— Material —
============================================================

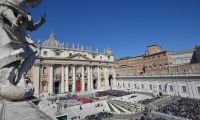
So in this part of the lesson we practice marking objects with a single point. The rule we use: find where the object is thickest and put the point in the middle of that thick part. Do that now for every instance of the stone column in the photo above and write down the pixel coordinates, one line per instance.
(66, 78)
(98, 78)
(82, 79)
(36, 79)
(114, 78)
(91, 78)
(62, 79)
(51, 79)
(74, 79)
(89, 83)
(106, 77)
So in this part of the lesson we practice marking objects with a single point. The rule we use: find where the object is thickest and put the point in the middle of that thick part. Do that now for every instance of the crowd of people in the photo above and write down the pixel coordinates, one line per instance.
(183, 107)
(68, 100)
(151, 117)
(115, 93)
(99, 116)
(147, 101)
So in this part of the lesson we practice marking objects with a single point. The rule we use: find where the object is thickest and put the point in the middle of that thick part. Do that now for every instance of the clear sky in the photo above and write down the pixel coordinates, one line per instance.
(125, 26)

============================================================

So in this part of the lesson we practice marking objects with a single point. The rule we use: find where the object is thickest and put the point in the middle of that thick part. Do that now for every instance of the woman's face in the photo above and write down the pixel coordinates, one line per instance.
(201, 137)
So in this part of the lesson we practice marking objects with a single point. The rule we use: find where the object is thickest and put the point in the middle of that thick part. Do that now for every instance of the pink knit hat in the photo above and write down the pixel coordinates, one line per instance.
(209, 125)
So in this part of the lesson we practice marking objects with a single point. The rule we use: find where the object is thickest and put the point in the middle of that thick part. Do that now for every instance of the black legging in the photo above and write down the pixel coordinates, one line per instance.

============================================================

— What is expected —
Arrange the lines between the line holding "of the woman's" and the line holding "of the black", inclusive, as a Markdown table with the columns Row and Line, leaving out any blank lines.

— The result —
| Row | Line |
|---|---|
| 1 | So in this part of the lesson we practice marking objects with a single point. The rule we use: find where the object is thickest and put the point in the middle of that thick part. Do that now for every instance of the woman's face in the photo above and write down the pixel coordinates, one line per instance. |
| 2 | (201, 137) |
| 3 | So in this part of the lesson we practice marking objects with a single point. The rule we use: find where the object is thickest and put the point in the middle of that thick part. Do that now for every instance of the pink knit hat in the photo above and write down the pixel coordinates, one line per instance. |
| 4 | (209, 125) |
| 5 | So in this part of the lesson we practice marking objects with a single point. The rule we use: find where the object is thickest and put the point in the middle of that thick part. Do that now for every instance of the black legging in the photo above and write down the pixel coordinates, one line per instance. |